Description of the task
Reproduce without any change the lines in the stretch from the line containing "Target: man's knee" through the end of the records.

Dataset excerpts
○ ○ ○ ○ ○ ○ ○
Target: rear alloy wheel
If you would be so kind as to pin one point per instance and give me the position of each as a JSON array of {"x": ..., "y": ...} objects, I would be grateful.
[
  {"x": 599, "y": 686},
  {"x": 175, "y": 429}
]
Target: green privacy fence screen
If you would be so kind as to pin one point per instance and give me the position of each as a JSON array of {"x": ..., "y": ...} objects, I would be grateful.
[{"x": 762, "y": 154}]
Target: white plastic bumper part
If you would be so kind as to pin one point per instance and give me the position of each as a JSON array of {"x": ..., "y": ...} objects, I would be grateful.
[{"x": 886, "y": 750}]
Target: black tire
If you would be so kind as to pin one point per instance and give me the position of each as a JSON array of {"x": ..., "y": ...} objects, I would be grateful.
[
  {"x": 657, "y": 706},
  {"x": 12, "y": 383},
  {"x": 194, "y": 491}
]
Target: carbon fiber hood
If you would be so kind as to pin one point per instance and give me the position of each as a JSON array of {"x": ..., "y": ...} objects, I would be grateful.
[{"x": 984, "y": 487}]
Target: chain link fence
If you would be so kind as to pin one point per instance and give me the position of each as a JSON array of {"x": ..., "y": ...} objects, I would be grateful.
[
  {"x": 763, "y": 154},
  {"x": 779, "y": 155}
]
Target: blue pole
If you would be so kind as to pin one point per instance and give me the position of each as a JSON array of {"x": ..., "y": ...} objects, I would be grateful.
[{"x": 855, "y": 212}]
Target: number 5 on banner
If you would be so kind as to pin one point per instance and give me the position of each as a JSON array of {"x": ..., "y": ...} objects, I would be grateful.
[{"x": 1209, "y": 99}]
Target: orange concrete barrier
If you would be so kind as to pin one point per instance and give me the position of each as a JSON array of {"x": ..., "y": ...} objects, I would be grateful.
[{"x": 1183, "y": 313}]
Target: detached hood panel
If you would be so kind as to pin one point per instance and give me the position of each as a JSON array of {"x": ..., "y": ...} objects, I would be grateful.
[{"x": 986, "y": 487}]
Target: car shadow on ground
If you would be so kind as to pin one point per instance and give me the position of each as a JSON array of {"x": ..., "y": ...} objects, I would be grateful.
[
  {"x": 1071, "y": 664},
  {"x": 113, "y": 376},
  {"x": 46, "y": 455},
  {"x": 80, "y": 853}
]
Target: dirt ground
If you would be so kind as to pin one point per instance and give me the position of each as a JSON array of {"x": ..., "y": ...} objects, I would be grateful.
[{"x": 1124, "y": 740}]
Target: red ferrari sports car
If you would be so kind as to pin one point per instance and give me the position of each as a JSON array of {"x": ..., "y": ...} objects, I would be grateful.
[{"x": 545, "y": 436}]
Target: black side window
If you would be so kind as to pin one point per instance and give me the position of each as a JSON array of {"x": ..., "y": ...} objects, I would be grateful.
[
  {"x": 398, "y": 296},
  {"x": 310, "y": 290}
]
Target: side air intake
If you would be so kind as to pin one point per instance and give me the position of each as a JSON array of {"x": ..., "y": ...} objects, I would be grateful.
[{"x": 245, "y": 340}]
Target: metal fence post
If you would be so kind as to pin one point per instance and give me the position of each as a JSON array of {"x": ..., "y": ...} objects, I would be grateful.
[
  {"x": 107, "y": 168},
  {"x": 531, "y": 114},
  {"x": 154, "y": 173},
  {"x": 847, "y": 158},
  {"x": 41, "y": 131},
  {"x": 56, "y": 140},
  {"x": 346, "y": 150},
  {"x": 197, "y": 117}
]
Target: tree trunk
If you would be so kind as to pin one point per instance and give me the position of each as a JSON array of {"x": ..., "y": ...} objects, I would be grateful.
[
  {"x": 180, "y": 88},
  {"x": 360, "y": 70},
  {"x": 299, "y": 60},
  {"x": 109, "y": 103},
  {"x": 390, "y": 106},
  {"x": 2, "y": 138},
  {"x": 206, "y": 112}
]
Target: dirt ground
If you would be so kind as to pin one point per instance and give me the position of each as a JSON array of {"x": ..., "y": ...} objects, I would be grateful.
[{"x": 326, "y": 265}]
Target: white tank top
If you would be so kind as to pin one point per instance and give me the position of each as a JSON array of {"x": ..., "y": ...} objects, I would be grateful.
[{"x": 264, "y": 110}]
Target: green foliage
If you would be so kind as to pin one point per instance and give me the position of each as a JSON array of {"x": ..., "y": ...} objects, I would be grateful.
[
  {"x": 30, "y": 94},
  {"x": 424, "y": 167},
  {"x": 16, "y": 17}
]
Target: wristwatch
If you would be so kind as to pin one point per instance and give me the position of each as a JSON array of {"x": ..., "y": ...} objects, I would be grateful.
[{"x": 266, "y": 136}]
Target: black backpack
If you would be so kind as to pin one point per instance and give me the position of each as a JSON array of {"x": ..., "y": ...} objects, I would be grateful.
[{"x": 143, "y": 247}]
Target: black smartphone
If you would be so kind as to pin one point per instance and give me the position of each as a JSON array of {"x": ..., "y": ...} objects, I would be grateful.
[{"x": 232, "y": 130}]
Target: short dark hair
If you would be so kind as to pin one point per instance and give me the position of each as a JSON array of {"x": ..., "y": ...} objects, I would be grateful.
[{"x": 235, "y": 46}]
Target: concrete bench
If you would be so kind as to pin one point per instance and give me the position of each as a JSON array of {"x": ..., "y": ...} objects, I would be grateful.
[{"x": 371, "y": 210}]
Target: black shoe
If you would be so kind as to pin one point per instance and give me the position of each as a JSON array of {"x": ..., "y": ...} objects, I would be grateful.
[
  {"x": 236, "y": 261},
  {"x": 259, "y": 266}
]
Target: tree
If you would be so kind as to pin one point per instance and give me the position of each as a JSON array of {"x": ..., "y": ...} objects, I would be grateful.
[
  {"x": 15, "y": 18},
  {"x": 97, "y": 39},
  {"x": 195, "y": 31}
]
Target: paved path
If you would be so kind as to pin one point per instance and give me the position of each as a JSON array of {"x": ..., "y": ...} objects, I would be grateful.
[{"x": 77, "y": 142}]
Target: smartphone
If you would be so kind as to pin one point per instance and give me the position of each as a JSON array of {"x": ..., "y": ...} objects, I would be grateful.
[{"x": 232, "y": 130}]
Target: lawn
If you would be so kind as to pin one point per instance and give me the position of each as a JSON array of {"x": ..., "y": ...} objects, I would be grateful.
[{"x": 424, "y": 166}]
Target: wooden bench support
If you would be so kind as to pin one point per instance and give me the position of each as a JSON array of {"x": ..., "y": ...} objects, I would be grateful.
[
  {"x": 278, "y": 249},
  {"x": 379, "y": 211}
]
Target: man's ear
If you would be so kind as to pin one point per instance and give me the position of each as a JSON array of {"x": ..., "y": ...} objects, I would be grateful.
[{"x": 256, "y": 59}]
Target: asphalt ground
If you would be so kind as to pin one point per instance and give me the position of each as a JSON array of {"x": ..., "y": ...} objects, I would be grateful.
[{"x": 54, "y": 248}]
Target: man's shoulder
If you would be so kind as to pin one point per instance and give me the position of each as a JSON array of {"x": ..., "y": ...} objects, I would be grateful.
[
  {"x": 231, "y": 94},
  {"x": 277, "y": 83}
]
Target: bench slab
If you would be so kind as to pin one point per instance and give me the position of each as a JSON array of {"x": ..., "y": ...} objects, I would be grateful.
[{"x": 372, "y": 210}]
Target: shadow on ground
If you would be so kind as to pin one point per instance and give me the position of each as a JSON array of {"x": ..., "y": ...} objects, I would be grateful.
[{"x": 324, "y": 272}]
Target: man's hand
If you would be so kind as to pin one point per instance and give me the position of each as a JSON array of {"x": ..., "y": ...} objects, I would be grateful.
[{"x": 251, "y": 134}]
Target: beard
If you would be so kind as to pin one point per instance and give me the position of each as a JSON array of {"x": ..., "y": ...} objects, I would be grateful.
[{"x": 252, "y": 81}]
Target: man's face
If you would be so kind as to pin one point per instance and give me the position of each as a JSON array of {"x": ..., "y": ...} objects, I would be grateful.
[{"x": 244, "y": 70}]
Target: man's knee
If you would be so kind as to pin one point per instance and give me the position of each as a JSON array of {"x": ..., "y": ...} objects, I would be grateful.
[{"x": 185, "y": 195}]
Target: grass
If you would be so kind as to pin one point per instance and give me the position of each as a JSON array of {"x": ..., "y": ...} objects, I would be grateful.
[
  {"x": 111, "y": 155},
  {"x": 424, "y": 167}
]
○ ○ ○ ○ ○ ○ ○
Solved exercise
Target: man's knee
If you would be so kind as to pin one point per instance and give me the position of each as a JSON array of {"x": ..., "y": ...} objects, I would be grateful.
[{"x": 185, "y": 195}]
Target: grass
If you would be so kind as to pin one point per instance and give me the position of each as a JSON array of {"x": ..., "y": ...} objects, I would be grateful.
[
  {"x": 111, "y": 155},
  {"x": 424, "y": 167}
]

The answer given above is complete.